* [Supplied passage]:
============================================================

B. Personnel Office. Each Personnel Office stocks Forms W-4 and required State withholding exemption forms for use by employees. For new appointees, the appropriate personnel office attaches completed forms to Bureau of Reclamation (BOR) Form 7-2211, Transmittal to Consolidated Payroll Office (Figure 6).
C. Operating Office. Each operating office stocks Forms W-4 and required State withholding exemption forms for use by employees for making changes. For appointments of seasonal employees, follow instructions in SM 370.302.2.8A.
D. Division of Payroll Operations.
(1) Tax Records. A record is made of each new employee's tax address, social security number, marital status, number of tax exemptions, and additional deductions, if any, from the Forms W-4 or W-4A. When an employee's Federal Tax address differs from the address furnished for State tax purposes, the State tax address is used for both.
(2) Amended Forms W-4 and State Exemption Forms. Each amended tax exemption form is effective as of the pay period in which received unless otherwise specified.
(3) Forwarding Address for Separated Employees. The forwarding address shown on Form 9-2056 or Form SF 50A replaces the address previously carried in the employee's tax record.
(4) Employee's Tax Address. The Biweekly Leave and Earnings Statement shows the address for tax purposes.
(5) Withholding and Recording. Federal, State, County, City, and FICA taxes are withheld from wages of all USGS employees subject to withholding.
(6) Withholding Statements. At the end of each tax year, each employee is furnished, in triplicate, Form W-2 (Withholding Statement), showing wages subject to withholding, Federal income tax withheld, total FICA wages, FICA tax withheld, State tax withheld identified by State, County or City tax withheld if any, and other compensation which is not reported as wages. Copies of the Form W-2 are forwarded to local taxing authorities or jurisdictions as required, and a record of the data required by the Internal Revenue Service (IRS) is sent to that office.

============================================================

* [Source data]:
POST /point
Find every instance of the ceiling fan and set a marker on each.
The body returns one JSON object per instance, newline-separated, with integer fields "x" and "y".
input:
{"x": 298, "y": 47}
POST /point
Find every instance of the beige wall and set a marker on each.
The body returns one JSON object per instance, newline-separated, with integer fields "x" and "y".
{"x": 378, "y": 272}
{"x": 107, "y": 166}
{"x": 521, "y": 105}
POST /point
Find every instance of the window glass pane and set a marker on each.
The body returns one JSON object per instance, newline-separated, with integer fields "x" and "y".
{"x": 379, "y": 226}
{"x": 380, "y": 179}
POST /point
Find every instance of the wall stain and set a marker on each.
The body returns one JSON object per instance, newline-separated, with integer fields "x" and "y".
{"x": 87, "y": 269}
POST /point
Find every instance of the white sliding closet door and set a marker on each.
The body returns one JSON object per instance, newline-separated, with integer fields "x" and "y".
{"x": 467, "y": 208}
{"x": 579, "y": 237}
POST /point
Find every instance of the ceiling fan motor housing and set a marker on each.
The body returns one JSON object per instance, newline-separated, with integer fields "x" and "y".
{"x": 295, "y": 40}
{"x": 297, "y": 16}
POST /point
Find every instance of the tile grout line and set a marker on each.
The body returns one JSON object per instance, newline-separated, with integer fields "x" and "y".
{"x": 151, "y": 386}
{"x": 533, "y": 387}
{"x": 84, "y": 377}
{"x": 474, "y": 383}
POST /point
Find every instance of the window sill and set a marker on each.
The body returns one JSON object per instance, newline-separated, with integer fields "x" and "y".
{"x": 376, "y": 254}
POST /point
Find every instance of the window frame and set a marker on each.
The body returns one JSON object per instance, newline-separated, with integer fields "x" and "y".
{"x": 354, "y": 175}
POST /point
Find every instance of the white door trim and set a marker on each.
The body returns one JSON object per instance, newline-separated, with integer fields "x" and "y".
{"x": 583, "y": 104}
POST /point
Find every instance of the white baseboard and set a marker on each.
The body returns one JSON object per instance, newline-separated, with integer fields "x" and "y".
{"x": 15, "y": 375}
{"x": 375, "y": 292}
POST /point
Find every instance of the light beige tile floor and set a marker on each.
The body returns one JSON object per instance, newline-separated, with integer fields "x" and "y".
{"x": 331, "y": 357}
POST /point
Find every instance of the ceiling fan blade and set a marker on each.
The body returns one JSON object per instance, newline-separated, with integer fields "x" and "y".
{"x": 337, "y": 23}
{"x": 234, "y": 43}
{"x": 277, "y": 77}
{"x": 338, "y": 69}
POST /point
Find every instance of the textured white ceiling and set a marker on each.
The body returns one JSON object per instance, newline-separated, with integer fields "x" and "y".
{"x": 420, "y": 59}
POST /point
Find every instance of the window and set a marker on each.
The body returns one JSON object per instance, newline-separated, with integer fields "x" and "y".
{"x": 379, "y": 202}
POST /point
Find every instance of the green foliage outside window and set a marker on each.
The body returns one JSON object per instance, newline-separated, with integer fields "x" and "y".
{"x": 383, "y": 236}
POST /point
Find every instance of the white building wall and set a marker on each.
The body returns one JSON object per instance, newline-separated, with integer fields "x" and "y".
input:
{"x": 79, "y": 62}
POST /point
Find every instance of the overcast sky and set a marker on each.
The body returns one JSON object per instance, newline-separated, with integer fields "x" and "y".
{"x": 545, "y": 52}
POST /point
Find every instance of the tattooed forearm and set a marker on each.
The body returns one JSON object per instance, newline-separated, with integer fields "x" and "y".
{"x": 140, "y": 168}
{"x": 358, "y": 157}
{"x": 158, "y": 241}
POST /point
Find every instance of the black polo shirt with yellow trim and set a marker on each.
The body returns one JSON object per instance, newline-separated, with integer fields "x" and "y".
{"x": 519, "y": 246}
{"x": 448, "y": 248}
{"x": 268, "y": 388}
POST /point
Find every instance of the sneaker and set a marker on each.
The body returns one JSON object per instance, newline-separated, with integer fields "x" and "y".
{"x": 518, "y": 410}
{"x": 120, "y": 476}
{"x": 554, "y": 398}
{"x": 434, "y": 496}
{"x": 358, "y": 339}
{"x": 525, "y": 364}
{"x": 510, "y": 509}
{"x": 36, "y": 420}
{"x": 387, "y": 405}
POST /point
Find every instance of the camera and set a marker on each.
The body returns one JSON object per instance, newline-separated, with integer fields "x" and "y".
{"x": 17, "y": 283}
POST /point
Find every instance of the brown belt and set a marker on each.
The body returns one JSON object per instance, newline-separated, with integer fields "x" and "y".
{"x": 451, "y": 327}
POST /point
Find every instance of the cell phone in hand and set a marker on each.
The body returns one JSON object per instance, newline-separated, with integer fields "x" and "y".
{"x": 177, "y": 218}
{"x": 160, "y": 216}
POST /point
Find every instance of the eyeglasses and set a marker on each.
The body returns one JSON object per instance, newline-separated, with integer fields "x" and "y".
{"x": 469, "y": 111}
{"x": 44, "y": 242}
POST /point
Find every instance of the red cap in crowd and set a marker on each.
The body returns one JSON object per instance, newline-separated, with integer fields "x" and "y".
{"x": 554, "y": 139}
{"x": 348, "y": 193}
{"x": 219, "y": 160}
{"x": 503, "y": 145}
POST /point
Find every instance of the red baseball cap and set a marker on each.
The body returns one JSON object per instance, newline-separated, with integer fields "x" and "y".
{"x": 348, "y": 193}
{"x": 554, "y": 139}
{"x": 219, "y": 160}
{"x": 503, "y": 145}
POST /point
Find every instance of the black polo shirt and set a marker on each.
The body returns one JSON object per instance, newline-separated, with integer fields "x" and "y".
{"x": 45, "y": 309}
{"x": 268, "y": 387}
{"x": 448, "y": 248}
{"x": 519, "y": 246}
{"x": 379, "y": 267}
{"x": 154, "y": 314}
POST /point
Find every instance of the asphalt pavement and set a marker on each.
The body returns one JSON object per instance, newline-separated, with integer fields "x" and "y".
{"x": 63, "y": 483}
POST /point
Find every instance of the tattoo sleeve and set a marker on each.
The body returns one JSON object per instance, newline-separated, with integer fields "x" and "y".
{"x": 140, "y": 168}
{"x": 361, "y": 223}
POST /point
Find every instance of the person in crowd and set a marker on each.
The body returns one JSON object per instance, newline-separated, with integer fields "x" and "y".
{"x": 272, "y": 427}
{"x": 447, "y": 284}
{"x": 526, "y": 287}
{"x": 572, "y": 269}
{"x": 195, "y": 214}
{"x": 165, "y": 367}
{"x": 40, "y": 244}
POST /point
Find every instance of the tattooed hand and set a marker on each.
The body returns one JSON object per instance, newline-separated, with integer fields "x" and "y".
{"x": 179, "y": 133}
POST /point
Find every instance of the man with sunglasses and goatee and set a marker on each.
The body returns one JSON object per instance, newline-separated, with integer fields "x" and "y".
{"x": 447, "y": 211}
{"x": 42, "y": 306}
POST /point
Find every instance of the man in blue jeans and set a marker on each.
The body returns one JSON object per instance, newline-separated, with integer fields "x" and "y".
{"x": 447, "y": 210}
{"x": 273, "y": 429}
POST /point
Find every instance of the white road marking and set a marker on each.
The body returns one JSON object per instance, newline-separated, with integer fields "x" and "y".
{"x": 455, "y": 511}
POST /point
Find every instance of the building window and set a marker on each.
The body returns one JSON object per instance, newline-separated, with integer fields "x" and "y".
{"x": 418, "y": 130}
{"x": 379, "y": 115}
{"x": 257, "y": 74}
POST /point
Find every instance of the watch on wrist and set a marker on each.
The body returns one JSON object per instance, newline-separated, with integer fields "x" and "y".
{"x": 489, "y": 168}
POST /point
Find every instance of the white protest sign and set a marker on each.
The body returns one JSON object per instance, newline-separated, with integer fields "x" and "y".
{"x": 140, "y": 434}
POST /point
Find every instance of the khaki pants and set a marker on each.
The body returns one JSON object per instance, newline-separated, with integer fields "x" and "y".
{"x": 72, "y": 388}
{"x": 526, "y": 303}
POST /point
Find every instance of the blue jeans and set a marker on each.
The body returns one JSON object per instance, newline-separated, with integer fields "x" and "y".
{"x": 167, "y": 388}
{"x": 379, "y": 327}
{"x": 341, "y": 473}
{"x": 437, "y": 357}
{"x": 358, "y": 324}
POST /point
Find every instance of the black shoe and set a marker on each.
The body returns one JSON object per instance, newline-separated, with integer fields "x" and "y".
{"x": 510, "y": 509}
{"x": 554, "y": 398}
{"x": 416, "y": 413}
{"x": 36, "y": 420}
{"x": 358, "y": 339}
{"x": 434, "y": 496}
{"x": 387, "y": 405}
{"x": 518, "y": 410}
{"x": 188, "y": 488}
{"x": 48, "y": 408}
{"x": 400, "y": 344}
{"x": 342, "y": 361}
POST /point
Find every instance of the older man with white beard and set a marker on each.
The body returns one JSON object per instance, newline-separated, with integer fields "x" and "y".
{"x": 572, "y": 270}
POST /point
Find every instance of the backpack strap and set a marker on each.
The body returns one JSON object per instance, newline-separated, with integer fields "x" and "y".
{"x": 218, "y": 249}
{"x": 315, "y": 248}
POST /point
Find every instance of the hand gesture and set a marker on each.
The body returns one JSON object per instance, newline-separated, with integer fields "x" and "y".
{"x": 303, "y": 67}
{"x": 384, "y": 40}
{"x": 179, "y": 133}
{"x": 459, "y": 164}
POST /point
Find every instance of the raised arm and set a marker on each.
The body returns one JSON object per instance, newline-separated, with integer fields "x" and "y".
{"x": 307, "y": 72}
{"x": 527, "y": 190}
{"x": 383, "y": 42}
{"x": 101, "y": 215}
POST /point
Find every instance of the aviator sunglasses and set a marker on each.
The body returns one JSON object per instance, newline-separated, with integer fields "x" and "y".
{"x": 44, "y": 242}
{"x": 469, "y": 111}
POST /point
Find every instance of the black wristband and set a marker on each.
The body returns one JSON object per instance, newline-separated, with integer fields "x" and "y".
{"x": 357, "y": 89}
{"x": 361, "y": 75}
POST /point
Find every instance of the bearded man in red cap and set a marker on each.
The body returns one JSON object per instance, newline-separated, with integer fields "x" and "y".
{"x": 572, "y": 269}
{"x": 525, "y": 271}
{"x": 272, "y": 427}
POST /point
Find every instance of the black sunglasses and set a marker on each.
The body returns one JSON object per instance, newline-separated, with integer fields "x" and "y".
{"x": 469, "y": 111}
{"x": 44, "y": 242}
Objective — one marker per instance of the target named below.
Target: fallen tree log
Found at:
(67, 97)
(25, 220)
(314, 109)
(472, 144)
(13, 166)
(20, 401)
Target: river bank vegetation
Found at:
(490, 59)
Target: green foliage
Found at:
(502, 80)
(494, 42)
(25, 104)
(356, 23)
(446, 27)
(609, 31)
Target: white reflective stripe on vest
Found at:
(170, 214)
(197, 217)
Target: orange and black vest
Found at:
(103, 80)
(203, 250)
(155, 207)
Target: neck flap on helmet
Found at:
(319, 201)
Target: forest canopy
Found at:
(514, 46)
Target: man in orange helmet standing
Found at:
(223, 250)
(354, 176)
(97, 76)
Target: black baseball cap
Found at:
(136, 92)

============================================================

* [Tasks]:
A – Reproduce the payroll tax passage between "(3) Forwarding Address" and "employee's tax record.", inclusive, substituting "supersedes" for "replaces".
B – State whether each statement agrees with the payroll tax passage, answering yes or no and quoting the words that decide it: (i) Each Personnel Office keeps Forms W-4 on hand for employees. (ii) An amended tax exemption form takes effect at the start of the following tax year. (iii) At the end of each tax year, each employee receives Form W-2 in duplicate.
The material above stands apart from the payroll tax passage.

* [Exercise answers]:
A –
(3) Forwarding Address for Separated Employees. The forwarding address shown on Form 9-2056 or Form SF 50A supersedes the address previously carried in the employee's tax record.

B –
(i) Yes: "Each Personnel Office stocks Forms W-4 and required State withholding exemption forms for use by employees."
(ii) No: "Each amended tax exemption form is effective as of the pay period in which received unless otherwise specified."
(iii) No: "each employee is furnished, in triplicate, Form W-2 (Withholding Statement)"